The shielding passage is realized simultaneously in two passages: a first passage of a shield contact 13.fwdarw.shield ring 12.fwdarw.connector housing 2.fwdarw.vertical wall 3.fwdarw.contact plate 8, 9.fwdarw.elastic contact piece 31, 32 of the contact plate 8, 9.fwdarw.device 30 and a second passage of a shield contact 13.fwdarw.shield ring 12.fwdarw.connector housing 2.fwdarw.vertical wall 3.fwdarw.conductive plated layer 7 of the flange 4.fwdarw.device 30. This always assures grounding connection with no variation due to time passage.

As shown in FIGS. 3 and 4, the flange 4 is composed of the rear half 4b having a trapezoidal shape and the front half 4c having a rectangular shape. The collar 29 is inserted in the flange 4 at the center of the rear end and at both sides of the front end. The vertical wall 3 has a pair of ribs 33. Correspondingly, the main contact plate 8 and main reinforcement plate 10 have rib-relief grooves 34, 35. The ribs 33 and the rib-relief grooves 34, 35 are engaged with each other to position the plate 8, 10.

The main contact plate 8 and main reinforcement plate 10 have square recesses 36 and 37 (FIG. 5) which can slip on the vertical wall 3. The plate portion 38, 39 on both sides of the recess extends to the front end of the flange 4. The sub-contact plate 9 and sub-contact reinforcement plate 11 are fit from the front end of the flange 4 to the vertical wall 3 in a connector fitting direction. Both plates 9 and 11 which are rectangular entirely cover the front half 4c of the flange 4 below the connector housing 2. Each contact plate 8, 9, which is kept in intimate contact with the lower face of each reinforcement plate 10, 11, operates as a shield member.

As seen from the back surface of the flange 4, a pair of elastic contact pieces 31 of the main contact plate 8 and a pair of elastic contact pieces 32, which are in contact with the attaching seat 4a of the flange 4, are arranged at four points on the periphery of the flange 4. Each contact plate 8, 9 is sandwiched between the main wall (upper wall) 40, 41 (FIG. 5) of each contact plate 8, 9 and each elastic contact piece 31, 32. Thus, each contact plate 8, 9 is provisionally engaged with the flange 4. The flange 4 has an engagement groove 42, 43 corresponding to each elastic contact piece 31, 32. The inner face of the engagement groove 42, 43 is also plated with a conductive layer (FIG. 7). Even if the flange 4 is thermally deformed, it can be surely brought into contact with the device 30 (FIG. 2) through the elastic contact piece 31, 32.

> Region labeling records
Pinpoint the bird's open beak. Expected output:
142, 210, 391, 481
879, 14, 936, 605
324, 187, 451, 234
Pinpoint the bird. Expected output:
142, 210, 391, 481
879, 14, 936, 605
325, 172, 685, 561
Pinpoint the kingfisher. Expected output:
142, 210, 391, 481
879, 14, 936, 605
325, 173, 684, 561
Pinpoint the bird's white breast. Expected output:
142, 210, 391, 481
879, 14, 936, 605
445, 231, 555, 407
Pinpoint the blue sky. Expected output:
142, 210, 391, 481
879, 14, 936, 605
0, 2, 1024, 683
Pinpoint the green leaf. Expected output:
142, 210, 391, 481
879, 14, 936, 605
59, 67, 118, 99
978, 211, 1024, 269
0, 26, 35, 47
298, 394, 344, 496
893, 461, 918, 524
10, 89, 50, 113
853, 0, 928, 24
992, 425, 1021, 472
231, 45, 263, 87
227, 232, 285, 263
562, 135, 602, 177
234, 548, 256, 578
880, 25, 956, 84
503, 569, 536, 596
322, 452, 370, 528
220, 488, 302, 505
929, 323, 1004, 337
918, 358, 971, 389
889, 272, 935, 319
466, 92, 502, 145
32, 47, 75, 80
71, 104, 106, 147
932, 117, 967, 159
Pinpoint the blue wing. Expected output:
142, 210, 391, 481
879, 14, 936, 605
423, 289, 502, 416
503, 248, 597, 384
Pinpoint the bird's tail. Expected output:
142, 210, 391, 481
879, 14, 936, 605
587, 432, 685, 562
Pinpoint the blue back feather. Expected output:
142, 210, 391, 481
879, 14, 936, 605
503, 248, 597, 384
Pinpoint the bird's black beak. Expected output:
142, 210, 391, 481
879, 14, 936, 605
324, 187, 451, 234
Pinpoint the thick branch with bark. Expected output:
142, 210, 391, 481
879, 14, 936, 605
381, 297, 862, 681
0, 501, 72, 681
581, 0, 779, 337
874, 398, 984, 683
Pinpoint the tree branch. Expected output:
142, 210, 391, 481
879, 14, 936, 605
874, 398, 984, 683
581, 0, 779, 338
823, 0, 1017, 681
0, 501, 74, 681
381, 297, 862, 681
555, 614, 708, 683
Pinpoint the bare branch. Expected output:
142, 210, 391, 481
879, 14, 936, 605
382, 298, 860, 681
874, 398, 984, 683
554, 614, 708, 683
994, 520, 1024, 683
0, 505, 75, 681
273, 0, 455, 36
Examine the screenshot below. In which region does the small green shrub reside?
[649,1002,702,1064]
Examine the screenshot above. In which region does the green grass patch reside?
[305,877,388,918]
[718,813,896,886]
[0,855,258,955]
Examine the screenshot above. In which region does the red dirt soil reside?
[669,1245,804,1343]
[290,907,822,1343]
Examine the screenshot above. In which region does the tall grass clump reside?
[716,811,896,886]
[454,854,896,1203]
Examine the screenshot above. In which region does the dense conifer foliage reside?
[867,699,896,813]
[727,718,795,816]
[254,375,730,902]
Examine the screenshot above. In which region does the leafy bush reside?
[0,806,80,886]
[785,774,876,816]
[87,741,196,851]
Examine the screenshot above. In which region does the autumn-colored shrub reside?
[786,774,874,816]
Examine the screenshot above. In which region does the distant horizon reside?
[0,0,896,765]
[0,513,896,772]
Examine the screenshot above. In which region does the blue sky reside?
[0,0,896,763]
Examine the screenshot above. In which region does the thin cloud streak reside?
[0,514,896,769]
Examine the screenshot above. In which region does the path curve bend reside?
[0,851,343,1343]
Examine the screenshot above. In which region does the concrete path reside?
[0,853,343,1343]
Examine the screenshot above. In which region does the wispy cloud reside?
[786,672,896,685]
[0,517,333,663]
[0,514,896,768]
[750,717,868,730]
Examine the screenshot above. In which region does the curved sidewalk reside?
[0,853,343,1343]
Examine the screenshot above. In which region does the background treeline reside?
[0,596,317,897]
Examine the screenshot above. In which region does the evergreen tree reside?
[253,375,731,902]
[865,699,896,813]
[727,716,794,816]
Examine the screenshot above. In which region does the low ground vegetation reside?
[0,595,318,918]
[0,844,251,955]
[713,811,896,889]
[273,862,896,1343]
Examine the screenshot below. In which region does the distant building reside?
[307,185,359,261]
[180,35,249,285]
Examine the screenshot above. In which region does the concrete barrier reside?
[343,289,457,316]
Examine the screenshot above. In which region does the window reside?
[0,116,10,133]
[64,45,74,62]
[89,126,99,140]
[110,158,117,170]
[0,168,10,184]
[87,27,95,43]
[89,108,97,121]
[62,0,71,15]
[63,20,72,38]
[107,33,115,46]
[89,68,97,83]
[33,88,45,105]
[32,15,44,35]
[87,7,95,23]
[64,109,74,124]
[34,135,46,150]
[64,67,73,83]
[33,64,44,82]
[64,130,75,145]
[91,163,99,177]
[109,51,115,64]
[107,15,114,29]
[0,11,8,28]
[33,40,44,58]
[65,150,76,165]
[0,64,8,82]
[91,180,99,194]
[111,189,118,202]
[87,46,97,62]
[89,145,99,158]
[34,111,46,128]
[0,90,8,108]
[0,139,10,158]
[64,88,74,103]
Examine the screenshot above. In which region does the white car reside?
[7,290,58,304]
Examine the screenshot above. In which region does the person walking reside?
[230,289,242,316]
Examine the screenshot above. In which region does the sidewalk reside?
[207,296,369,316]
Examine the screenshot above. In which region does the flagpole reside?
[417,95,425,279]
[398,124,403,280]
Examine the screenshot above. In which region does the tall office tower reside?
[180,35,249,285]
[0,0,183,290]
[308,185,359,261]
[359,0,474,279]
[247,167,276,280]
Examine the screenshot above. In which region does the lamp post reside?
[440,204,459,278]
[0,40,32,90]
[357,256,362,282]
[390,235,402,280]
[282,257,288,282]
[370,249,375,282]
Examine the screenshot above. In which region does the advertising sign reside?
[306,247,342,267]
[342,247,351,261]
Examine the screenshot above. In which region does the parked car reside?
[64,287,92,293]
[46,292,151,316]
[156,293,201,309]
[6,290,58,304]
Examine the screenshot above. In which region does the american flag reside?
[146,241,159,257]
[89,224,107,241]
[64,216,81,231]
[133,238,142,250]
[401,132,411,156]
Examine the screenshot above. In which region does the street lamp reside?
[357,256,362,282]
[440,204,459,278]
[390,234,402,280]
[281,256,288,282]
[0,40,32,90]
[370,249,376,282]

> SET EXERCISE 1
Decide whether each statement agrees with the passage on the connector flange: (a) the rear half of the flange has a rectangular shape; (b) the sub-contact plate and sub-contact reinforcement plate are fit from the front end of the flange in a connector fitting direction; (c) the inner face of the engagement groove is plated with a conductive layer. For each, answer yes or no and quote the deciding words.
> SET EXERCISE 2
Summarize the passage on the connector flange in two sentences.
> SET EXERCISE 3
Extract from the passage on the connector flange the stretch from "The shielding passage" through "to time passage.".
The lines above play no part in this work.

> FINISHED ANSWER 1
(a) No: "the rear half 4b having a trapezoidal shape"
(b) Yes: "The sub-contact plate 9 and sub-contact reinforcement plate 11 are fit from the front end of the flange 4 to the vertical wall 3 in a connector fitting direction."
(c) Yes: "The inner face of the engagement groove 42, 43 is also plated with a conductive layer"

> FINISHED ANSWER 2
Shielding runs through two passages at once, one through the elastic contact pieces of the contact plates and one through the conductive plated layer of the flange, which always assures a grounding connection with no variation over time. The main plates are positioned by ribs on the vertical wall that engage rib-relief grooves, and the elastic contact pieces keep each contact plate engaged with the flange and in contact with the device even if the flange is thermally deformed.

> FINISHED ANSWER 3
The shielding passage is realized simultaneously in two passages: a first passage of a shield contact 13.fwdarw.shield ring 12.fwdarw.connector housing 2.fwdarw.vertical wall 3.fwdarw.contact plate 8, 9.fwdarw.elastic contact piece 31, 32 of the contact plate 8, 9.fwdarw.device 30 and a second passage of a shield contact 13.fwdarw.shield ring 12.fwdarw.connector housing 2.fwdarw.vertical wall 3.fwdarw.conductive plated layer 7 of the flange 4.fwdarw.device 30. This always assures grounding connection with no variation due to time passage.